■ SHORT EXERCISE:
Give an exact copy of every line, leaving images out.

(Records of labeled points)
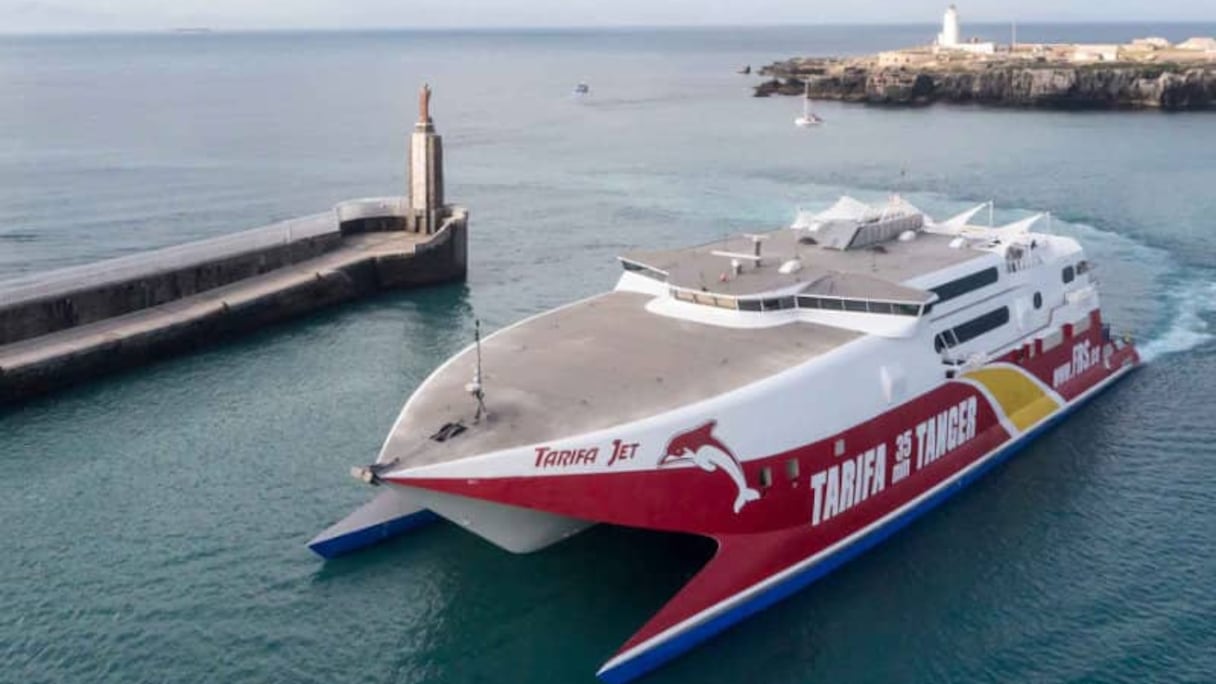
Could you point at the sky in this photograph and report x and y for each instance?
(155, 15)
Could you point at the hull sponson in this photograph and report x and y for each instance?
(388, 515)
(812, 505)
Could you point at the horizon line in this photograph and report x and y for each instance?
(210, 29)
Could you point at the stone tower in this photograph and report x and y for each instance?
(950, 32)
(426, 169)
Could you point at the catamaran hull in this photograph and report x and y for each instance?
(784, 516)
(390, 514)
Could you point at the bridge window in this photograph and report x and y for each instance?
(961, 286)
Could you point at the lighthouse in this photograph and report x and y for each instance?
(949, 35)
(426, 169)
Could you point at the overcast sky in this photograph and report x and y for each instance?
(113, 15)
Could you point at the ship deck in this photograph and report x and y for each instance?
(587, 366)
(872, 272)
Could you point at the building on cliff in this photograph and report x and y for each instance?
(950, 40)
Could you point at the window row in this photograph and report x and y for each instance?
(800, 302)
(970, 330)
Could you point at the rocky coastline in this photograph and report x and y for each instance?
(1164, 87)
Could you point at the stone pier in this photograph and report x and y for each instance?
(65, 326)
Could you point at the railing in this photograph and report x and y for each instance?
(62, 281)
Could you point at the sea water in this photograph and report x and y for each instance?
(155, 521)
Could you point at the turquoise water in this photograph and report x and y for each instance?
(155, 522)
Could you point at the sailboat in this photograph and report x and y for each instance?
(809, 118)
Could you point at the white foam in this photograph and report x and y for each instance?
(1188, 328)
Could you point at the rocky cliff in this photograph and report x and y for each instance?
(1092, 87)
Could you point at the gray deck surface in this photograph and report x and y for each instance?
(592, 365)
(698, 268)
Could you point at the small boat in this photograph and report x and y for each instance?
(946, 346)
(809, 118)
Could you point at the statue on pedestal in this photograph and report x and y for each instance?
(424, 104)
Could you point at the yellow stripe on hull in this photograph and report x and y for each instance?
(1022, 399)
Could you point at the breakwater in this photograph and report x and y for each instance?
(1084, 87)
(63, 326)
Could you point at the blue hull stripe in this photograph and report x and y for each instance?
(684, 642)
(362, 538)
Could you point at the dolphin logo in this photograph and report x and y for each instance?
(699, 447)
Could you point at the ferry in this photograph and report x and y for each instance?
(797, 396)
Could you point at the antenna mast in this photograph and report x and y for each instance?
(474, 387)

■ TASK RESPONSE:
Could you point at the sky in this photograph and report x and y for each instance?
(155, 15)
Could you point at the hull sponson in this photograph and report x and y for each instance?
(388, 515)
(812, 505)
Could you point at the horizon line in this photograph and report x and y for each instance?
(210, 29)
Could you point at the stone tower in this photograph and report x and y for each instance?
(950, 32)
(426, 169)
Could you point at the catamaran hull in this photograph and report x and y for each instance?
(784, 516)
(390, 514)
Could you point at the bridge window in this photograph and report x and y for each instance?
(961, 286)
Could you point at the lighthouse in this photograph and report x and y for each instance?
(949, 35)
(426, 169)
Could you point at the overcast sky in this photograph and report x and y for each instance?
(113, 15)
Could you point at the ship deck in this photograph and report x and y for each instance?
(587, 366)
(872, 272)
Could you point at the building on cliff in this photograph and report x and y for each instance?
(950, 40)
Could you point at the window row in this photograph and report x and y for each instance?
(800, 302)
(970, 330)
Could you point at the rocky coastline in this photograph and report x and y for each instance?
(1164, 87)
Could you point at the stone pier in this photograph and report x and y for each instance?
(65, 326)
Could you point at the railing in this photograph and report x and y for each instance?
(62, 281)
Could you point at the sea water in this photograph and report x and y for each instance?
(155, 521)
Could you point at the turquoise water in this photograph and report x and y for each instance?
(155, 522)
Could you point at the sailboat in this photograph and report x and y for each instance?
(809, 118)
Could you point at the white foam in this photograph and report x and y for each instance?
(1188, 328)
Could you point at the rocky cliff in this photograph and report x and y for each instance?
(1092, 87)
Could you point at the gray deck surface in this photograph and report x and y for each instance?
(592, 365)
(698, 268)
Could you point at the small boat in this photograph and report x and y for each instance?
(946, 346)
(809, 118)
Could you point at the statue on pedestal in this photograph and report x and y for each instance?
(424, 104)
Could you point at the yellow stripe on hull in this photograph and report x and y for each instance?
(1022, 399)
Could you point at the breakwater in this photograph and report x and y for each instance?
(1084, 87)
(63, 326)
Could you point at the blue hull stripe in this photograph and report x and y for each instance?
(684, 642)
(362, 538)
Could you point at the dolphin logo in this photograph and report x and y for each instance?
(699, 447)
Could you point at the ferry in this photograph and report x and y for each instance?
(797, 396)
Could you point at the antenna mast in this photograph and report x and y for each instance?
(474, 387)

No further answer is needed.